> Task prompt
Take the line that contains "cloud in the photo above." and every line after it in the material below, and quote them exactly.

> Data to process
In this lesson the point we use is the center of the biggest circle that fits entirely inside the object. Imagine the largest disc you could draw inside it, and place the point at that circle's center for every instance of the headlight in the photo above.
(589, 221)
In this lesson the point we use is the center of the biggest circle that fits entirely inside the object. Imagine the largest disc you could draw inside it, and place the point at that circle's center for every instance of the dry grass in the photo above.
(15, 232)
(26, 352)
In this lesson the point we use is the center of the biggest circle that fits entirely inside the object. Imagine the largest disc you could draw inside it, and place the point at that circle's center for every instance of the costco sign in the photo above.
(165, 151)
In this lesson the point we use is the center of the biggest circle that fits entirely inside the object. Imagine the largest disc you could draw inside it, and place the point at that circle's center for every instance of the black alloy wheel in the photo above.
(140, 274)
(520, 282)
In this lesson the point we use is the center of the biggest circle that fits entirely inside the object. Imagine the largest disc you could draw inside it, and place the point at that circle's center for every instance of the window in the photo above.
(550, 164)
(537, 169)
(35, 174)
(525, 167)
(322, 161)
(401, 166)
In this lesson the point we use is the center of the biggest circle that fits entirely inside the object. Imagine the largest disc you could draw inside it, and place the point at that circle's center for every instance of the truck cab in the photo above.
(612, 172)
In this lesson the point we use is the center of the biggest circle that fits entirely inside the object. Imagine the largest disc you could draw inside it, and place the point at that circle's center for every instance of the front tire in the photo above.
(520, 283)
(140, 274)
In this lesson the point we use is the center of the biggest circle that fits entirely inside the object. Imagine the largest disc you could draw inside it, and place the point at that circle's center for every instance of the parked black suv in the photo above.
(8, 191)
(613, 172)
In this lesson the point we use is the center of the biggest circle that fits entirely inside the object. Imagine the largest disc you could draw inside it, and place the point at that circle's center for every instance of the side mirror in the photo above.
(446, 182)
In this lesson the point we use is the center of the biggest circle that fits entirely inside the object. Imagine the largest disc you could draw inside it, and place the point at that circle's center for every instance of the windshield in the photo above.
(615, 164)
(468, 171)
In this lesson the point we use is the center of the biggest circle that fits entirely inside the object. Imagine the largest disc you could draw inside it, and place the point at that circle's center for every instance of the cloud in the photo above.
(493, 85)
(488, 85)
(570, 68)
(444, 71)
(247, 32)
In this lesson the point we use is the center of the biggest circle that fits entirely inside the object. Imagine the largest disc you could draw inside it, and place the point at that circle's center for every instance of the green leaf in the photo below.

> Exercise output
In this lesson the point we use is the center of the biggest circle that fits entirely inside the object. Imagine the largest disc you could draw inside it, and place the point at that circle's center for every instance of the cloud in the photo above.
(493, 85)
(488, 85)
(570, 68)
(444, 71)
(247, 32)
In this lesson the point we use is the center of the biggest circle that fits entirely inside the object. Imagine the largest disc you could draw inside it, and place the point at that circle's center for every instance of the green leaf in the photo below.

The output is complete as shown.